TASKS TO CARRY OUT ::
1: In the text on the Aswan High Dam, write out the passage starting with "Saturday, August 9, 2014" and going on through "build the dam.".
2: Recast the paragraph of the text on the Aswan High Dam that begins "Nasser then nationalized the Suez Canal" as a short bulleted list, keeping its main facts.
3: List every country named in the text on the Aswan High Dam.

PAGE TEXT ::
------------
Saturday, August 9, 2014

Twentieth Century Egypt in Isaiah 19

The building of the Aswan High Dam, was a project promoted by Colonel Nasser, the soldier turned politician who helped to oust King Farouk in a military coup in 1952. He became Prime Minister of Egypt in 1954. Because he allied himself with the Communist Bloc nations (even though he was very Anti-Communist domestically), in 1956 the USA and Great Britain withdrew offers made the previous year to build the dam.

Nasser then nationalized the Suez Canal and blocked Israeli ships from using it. Israel invaded Egypt, and Great Britain and France sent in troops to "protect the Canal Zone." But pressure from the UN and USA forced them to withdraw leaving Nasser triumphant and in charge of the Canal.

Because of the tensions the World Bank refused to fund the dam and the USSR provided the money and know-how for the dam, which Nasser claimed would revolutionize and enrich Egyptian society. To repay the loan from the USSR, Egypt was required to turn over all revenues from the Suez Canal to the USSR. The High Dam is up-river from another smaller dam, the Aswan Dam, completed in 1902. The High Dam is a massive earth and rockfill structure, 3 miles long and 350 feet high. Lake Nasser, formed by the dam, is 300 miles long and 6 miles wide. The Temples of Abu Simbel, built by Pharaoh Ramses II in the 1200's BC near the river bank, had to be moved to higher ground during the construction.
------------
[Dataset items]
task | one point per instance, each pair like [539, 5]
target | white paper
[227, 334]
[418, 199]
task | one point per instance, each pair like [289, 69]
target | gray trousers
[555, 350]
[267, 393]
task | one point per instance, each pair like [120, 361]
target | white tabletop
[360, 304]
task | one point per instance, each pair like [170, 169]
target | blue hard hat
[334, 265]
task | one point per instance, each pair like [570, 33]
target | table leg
------------
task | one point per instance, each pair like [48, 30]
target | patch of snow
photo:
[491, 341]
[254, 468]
------------
TASK RESULTS ::
1:
Saturday, August 9, 2014

Twentieth Century Egypt in Isaiah 19

The building of the Aswan High Dam, was a project promoted by Colonel Nasser, the soldier turned politician who helped to oust King Farouk in a military coup in 1952. He became Prime Minister of Egypt in 1954. Because he allied himself with the Communist Bloc nations (even though he was very Anti-Communist domestically), in 1956 the USA and Great Britain withdrew offers made the previous year to build the dam.

2:
- Nasser nationalized the Suez Canal and blocked Israeli ships from using it.
- Israel invaded Egypt, and Great Britain and France sent troops to "protect the Canal Zone."
- Pressure from the UN and USA forced them to withdraw, leaving Nasser triumphant and in charge of the Canal.

3:
- Egypt
- USA
- Great Britain
- Israel
- France
- USSR